[INFORMATION SUPPLIED — start]

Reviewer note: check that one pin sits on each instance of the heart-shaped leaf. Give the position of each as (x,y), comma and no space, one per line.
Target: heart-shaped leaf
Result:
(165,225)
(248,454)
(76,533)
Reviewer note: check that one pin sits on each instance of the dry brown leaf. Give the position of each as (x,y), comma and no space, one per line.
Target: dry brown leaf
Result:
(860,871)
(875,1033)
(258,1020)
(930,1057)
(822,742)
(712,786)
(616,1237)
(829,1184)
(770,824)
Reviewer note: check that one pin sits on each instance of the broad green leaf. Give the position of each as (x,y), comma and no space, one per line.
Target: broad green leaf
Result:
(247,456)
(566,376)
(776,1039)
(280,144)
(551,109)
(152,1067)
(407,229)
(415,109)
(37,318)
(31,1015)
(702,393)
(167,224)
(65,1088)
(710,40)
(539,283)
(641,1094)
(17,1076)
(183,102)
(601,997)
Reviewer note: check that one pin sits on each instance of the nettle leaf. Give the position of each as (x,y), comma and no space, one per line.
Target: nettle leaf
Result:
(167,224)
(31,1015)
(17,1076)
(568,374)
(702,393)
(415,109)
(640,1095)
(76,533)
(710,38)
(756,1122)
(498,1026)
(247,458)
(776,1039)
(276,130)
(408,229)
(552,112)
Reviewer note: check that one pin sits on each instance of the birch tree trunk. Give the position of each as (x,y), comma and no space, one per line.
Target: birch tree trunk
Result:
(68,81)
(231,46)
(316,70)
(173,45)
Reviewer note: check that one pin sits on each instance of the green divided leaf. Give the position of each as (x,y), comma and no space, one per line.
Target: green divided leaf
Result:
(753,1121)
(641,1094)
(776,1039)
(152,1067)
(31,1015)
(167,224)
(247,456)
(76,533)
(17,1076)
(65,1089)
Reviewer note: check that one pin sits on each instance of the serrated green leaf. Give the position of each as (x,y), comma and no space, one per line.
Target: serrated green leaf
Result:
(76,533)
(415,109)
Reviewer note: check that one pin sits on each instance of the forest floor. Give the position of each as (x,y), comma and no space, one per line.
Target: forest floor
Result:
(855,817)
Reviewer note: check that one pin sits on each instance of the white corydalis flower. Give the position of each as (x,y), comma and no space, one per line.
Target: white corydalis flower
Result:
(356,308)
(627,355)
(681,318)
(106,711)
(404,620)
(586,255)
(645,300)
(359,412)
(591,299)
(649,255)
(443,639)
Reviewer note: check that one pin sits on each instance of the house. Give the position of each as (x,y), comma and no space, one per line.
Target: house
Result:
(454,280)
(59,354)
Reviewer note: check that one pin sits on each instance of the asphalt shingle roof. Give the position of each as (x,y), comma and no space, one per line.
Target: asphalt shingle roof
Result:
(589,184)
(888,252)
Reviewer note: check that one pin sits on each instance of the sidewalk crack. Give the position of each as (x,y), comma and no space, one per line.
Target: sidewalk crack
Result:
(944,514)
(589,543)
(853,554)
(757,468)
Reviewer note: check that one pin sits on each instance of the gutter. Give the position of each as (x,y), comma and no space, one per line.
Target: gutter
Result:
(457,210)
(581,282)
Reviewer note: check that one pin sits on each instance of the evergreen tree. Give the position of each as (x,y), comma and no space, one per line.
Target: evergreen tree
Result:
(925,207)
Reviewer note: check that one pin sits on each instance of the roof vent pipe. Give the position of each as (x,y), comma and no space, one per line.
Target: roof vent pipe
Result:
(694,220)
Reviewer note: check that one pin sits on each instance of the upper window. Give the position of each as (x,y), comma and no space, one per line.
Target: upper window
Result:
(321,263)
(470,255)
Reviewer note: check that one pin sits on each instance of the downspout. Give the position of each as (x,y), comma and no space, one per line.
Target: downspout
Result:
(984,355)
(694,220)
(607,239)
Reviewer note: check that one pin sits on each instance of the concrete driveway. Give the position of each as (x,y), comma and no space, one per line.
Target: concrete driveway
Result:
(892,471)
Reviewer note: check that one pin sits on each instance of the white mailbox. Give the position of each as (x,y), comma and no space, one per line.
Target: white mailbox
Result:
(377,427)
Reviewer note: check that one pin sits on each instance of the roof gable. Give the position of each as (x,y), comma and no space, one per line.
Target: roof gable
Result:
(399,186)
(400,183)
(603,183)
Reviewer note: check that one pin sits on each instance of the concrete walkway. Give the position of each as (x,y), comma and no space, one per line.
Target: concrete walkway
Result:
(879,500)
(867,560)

[INFORMATION SUPPLIED — finish]

Look through the entries above. Copy each line in which the string "serrated" occurs.

- _EXERCISE RESPONSE_
Reviewer note: check that one pin sits on each instance of the serrated green leaf. Give the position of each as (x,y), comma and no space, one per line.
Target: serrated green leaf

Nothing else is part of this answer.